**Excerpt provided**

At its simplest, a sump is a secondary tank or container that is plumbed to receive water from the main aquarium before it is returned to the main aquarium. Whilst often being made of glass, and with the inclusion of various baffles and compartments, any container that holds water can be used as a sump, such as a plastic tub or bucket.

Design

Most commonly sumps are designed in three sections seperated by baffles (to minimize micro bubble transfer back to the display tank), the first section being where water is overflowed from the display tank and ideally where an internal protein skimmer is situated, the second section utilised as a refugium, DSB (Deep Sand Bed) and facility to grow Macro Algae (that takes up nutrients and can then be exported/removed by trimming/pruning back)this section needs to be under light(s) to promote macro algae growth, the third and final section is for the return pump - it is also the section that will indicate the optimum water level of the system when running. This level needs to be set at a height that will allow water returning to the sump when all power is switched off or in the event of a power outage but not so low as to run the return pump dry. It is beneficial to mark this level on the side of the sump with a permanent marker, tape or Dymo label to indicate how much water is lost through evaporation. Water evaporation could be in the vicinity of 5 to 10 litres per day on a 4x2x2 aquarium with two 250 watt Metal Halide Lamps. Note: water that has evaporated from a saltwater aquarium is topped up with fresh water (not saltwater) as only the water has evaporated not the salt content.

Hobbyists numbers today are continually growing and so to are the size of their aquariums, in the past a 6x2x2.5 aquarium would have been considered large, a quick browse through the RTAW Tank Journal forum and one will see the influx of home aquariums 7', 8' and 10' Wide by 3' and 4' Deep and up to 3' High. Consequently, the size and style of sumps has also advanced and we hear terms like "RaceTrack design", effectively this means that the sump is partitioned lengthways as well and water flows down one side and back the other and incorporates more sections for various other components/options, perhaps a dedicated area for filtration media, a DSB (in addition to the refugium), a compartment to house Zeovit, calcium reactors or fluid bed filters, a coral frag facility or even an isolated compartment to be used as a fresh water top off reservoir.

Benefits

The major benefits of having a sump are:

  • It increases system water volume, for improved stability of water parameters;
  • It allows for the maintenance of constant water level in the display tank, with water level variations due to evaporative losses occurring in the sump.
  • It provides a place to put junk that would be preferable to not have in the tank, such as:

Configurations

Weir

The most common configuration is to have water extracted from the main tank by means of a weir into an overflow area and fed by gravity through a drilled hole in the base of the overflow area to a sump located under the tank. A pump is then positioned in the sump to return the water to the main tank. This system will self equalise, such that when the pump is running, water will be fed to the sump at exactly the same flow rate at which it is returned to the main aquarium.

A benefit of this configuration is surface skimming. Utilising an overflow weir means that water is constantly being withdrawn from the surface of the display tank as it is drawn over the overflow. This prevents the build up of scum on the water surface. Additionally, the air/water surface is larger providing for more gas exchange.

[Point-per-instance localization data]
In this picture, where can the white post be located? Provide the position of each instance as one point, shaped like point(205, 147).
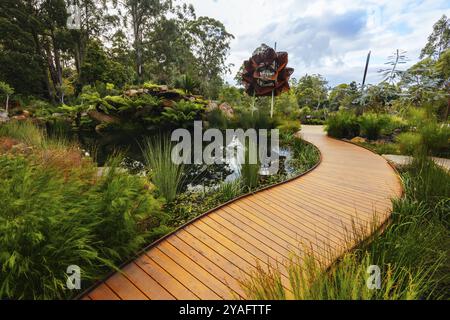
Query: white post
point(271, 107)
point(7, 103)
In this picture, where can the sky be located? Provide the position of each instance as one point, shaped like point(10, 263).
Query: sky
point(331, 38)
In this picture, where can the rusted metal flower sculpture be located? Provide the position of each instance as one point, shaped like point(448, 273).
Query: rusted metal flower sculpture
point(266, 72)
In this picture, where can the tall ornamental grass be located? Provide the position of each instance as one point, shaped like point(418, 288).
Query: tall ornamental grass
point(166, 175)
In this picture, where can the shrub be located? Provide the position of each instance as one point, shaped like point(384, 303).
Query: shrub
point(24, 131)
point(257, 120)
point(183, 113)
point(395, 123)
point(217, 119)
point(342, 124)
point(289, 126)
point(250, 171)
point(50, 221)
point(372, 124)
point(165, 174)
point(229, 190)
point(408, 142)
point(435, 138)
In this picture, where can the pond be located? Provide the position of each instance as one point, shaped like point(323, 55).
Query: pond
point(102, 146)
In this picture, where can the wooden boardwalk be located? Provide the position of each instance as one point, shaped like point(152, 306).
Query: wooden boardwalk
point(205, 259)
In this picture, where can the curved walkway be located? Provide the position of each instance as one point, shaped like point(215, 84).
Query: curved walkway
point(207, 258)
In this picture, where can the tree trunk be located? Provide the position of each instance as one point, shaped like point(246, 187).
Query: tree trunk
point(447, 111)
point(137, 41)
point(7, 103)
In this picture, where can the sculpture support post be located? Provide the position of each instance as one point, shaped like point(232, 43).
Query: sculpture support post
point(273, 100)
point(253, 102)
point(273, 91)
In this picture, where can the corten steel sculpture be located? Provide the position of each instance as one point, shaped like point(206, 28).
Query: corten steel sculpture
point(265, 73)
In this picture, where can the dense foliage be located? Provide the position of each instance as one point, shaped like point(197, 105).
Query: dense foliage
point(58, 211)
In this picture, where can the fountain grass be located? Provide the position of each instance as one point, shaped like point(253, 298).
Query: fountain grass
point(166, 175)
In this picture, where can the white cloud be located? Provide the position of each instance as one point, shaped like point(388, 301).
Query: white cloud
point(327, 37)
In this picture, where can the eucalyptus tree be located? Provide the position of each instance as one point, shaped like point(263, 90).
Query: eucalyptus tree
point(439, 39)
point(210, 45)
point(7, 91)
point(141, 14)
point(34, 28)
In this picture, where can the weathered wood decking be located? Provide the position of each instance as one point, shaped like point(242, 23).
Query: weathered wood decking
point(205, 259)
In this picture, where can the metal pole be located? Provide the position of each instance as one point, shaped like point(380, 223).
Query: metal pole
point(365, 70)
point(273, 91)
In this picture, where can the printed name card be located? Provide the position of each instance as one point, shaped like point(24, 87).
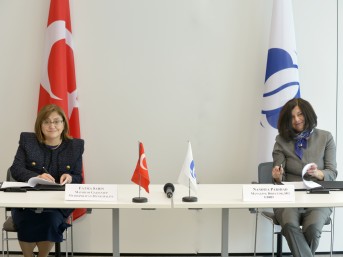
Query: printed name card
point(91, 192)
point(268, 193)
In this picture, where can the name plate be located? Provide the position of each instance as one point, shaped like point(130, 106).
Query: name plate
point(268, 193)
point(91, 192)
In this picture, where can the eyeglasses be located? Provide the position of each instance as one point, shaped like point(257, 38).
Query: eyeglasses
point(55, 122)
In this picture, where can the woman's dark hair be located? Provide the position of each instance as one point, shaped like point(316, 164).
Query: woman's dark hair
point(44, 114)
point(285, 127)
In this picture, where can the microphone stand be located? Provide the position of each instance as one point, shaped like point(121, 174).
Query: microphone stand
point(189, 198)
point(139, 199)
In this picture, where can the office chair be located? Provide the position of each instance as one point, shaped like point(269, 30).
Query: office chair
point(9, 227)
point(265, 177)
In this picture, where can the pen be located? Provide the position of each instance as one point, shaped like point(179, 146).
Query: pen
point(45, 170)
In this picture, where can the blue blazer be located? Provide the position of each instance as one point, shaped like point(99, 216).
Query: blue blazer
point(32, 156)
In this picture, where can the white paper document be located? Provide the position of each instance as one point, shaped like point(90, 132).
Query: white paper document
point(31, 183)
point(308, 183)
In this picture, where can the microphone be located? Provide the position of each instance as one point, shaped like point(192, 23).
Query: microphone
point(169, 189)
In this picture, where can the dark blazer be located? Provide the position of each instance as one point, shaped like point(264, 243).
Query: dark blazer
point(32, 156)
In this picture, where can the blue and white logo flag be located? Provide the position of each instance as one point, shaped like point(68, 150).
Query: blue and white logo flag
point(282, 76)
point(187, 175)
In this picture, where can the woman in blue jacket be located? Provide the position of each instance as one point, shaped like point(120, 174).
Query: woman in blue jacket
point(51, 154)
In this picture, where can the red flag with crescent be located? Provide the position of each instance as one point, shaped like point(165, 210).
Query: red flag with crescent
point(141, 174)
point(58, 82)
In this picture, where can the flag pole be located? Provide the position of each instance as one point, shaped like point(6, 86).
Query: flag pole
point(189, 198)
point(139, 199)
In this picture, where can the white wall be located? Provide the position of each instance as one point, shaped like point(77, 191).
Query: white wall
point(165, 72)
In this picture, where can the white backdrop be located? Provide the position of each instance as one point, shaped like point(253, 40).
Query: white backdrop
point(165, 72)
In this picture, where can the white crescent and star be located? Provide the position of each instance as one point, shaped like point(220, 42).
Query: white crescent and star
point(141, 164)
point(55, 32)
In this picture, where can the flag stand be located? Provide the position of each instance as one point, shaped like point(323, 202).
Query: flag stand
point(139, 199)
point(189, 198)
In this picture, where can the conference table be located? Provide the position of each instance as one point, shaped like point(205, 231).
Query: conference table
point(212, 196)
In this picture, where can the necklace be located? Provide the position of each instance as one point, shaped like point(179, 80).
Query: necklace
point(55, 147)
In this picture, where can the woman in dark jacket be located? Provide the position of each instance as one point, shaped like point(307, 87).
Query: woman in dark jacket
point(51, 154)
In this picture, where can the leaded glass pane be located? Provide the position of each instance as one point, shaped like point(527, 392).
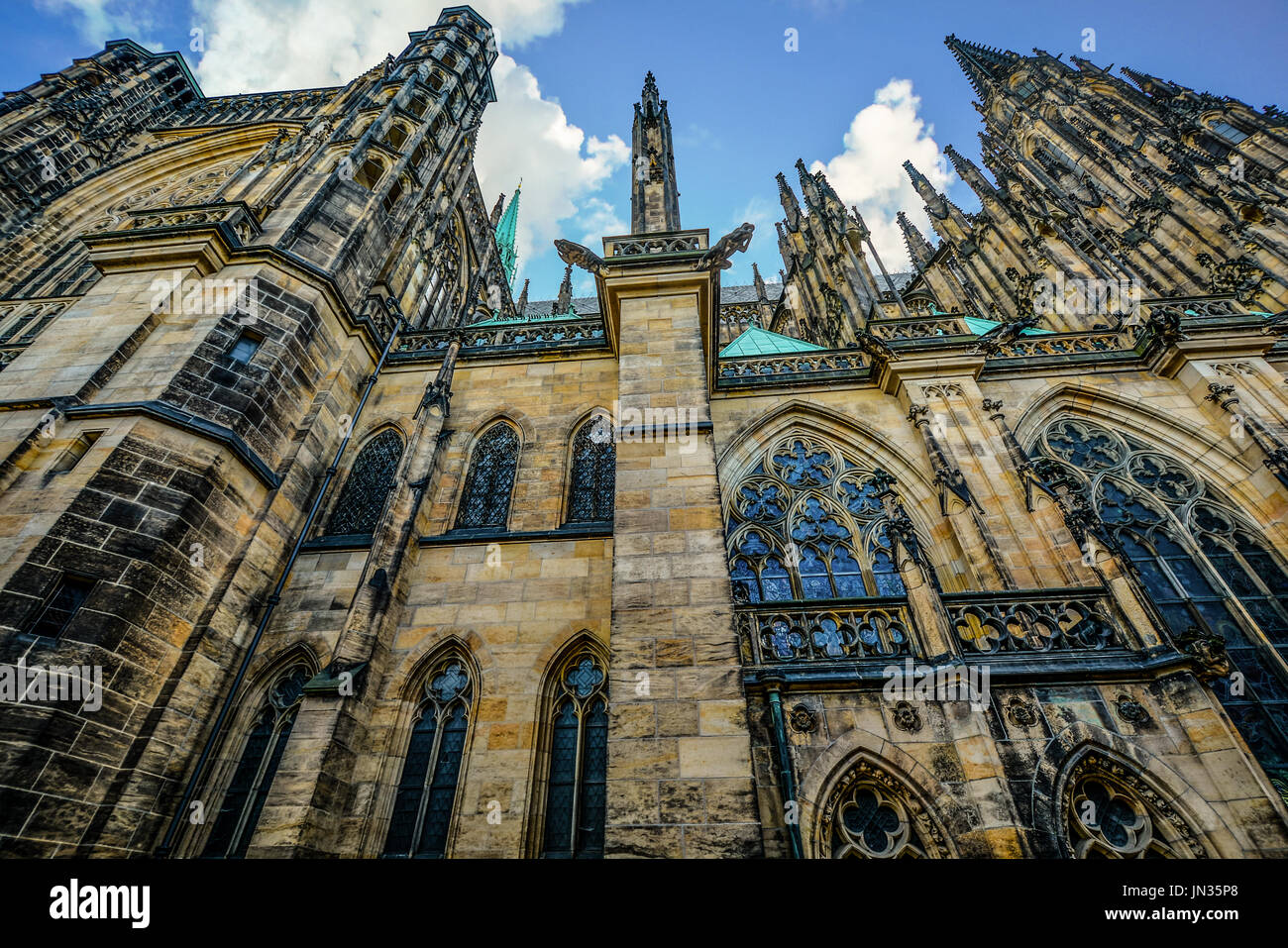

**Activity 1**
Answer the following from the passage on aquarium sumps:
(a) What is the third and final section of a sump for?
(b) How much water could evaporate per day from a 4x2x2 aquarium with two 250 watt Metal Halide Lamps?
(c) What build-up does drawing water over an overflow weir prevent?
**Activity 2**
Translate this sentence from the passage on aquarium sumps into Spanish: "A pump is then positioned in the sump to return the water to the main tank."
The rows have no connection to the passage on aquarium sumps.

**Written answer 1**
(a) The return pump.
(b) In the vicinity of 5 to 10 litres per day.
(c) The build up of scum on the water surface.

**Written answer 2**
Luego se coloca una bomba en el sumidero para devolver el agua al tanque principal.